Reviewer 2 Comment 6.1: Finite size effects

[mostafa-razavi]

Reviewer 2 Comment 6.1:

6.1 It seems to this referee that Figure 9 is illustrating the divergence of the pressure determination in the zero density limit when the molecule has internal degrees of freedom. This behavior is frequent when the atomic virial route is used for pressure determination because the atomic virial expresses as PV = nkT + W , where n is the number of atoms (not the number of molecules!) and the virial term W contains contributions from internal forces and from intermolecular forces. Depending on the numerical approximations in computing intra- and intermolecular forces in the atomic virial, Z may not tend toward 1 in the zero density limit. MC predicts better the compressibility factor Z in low density phases, because MC codes are generally using the molecular virial route in which PV = NkT + W' where N is the number of molecules (not the number of atoms) and where the virial W' contains contributions from intermolecular forces only. Thus Z tends toward 1 in the low density limit. If this interpretation is correct, there is no reason to use a large number of molecules for vapor phases in MC. The authors should discuss these points more thoroughly. They may also consider merging the section "Finite size effects" with "Simulation details" .
━━━━━━
--- Your objective ---
Continue the reviewer comment on finite size effects from the point where it stops. The data after this point is unrelated material and stands apart from the reviewer comment above.

--- Dataset excerpt ---
━━━━━━
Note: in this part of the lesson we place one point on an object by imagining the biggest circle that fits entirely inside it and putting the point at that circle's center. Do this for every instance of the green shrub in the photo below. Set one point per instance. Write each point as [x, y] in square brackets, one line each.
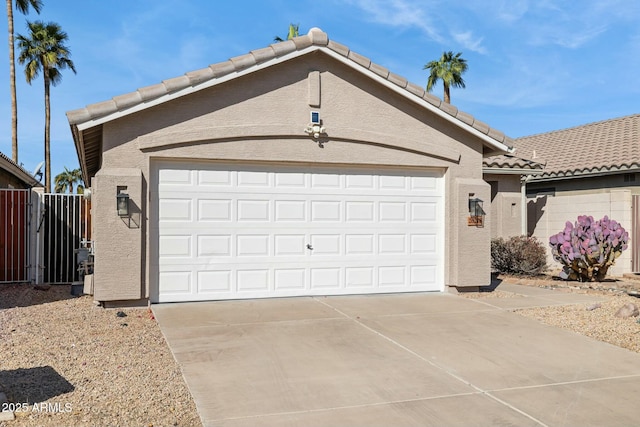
[520, 255]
━━━━━━
--- Written answer ---
Our response: In light of the reviewer’s comments, we examined the virial contributions for ethane in greater detail, as shown in the figure below. It is clear from the figure that the intermolecular contribution to the virial is approaching zero as expected, but the bonded contribution deviates significantly from its steady approach to -1 as the density approaches zero. The discrepancy is magnified in the computation of (Z-1)/ρ owing to the division by density. The bonded contribution to the virial is a quantity reported by LAMMPS with little recourse for user intervention. Presumably, the problem is the small number of intermolecular collisions at low density relative to the large number of intramolecular collisions, inhibiting the equilibration of the various components of momentum. To illustrate one manner of correcting for this deficiency, we used a linear extrapolation of the intramolecular virial, enforcing a value of -1 at zero density. Then we recomputed the total virial. As shown below, this procedure reduces the problem, but requires considerably more effort than switching to fixed bond lengths.

We include this figure with a detailed explanation in the Supplementary Material. We also briefly mention the nature of the correction in Section 6.

[ramess101]

@mostafa-razavi

Looks good to me.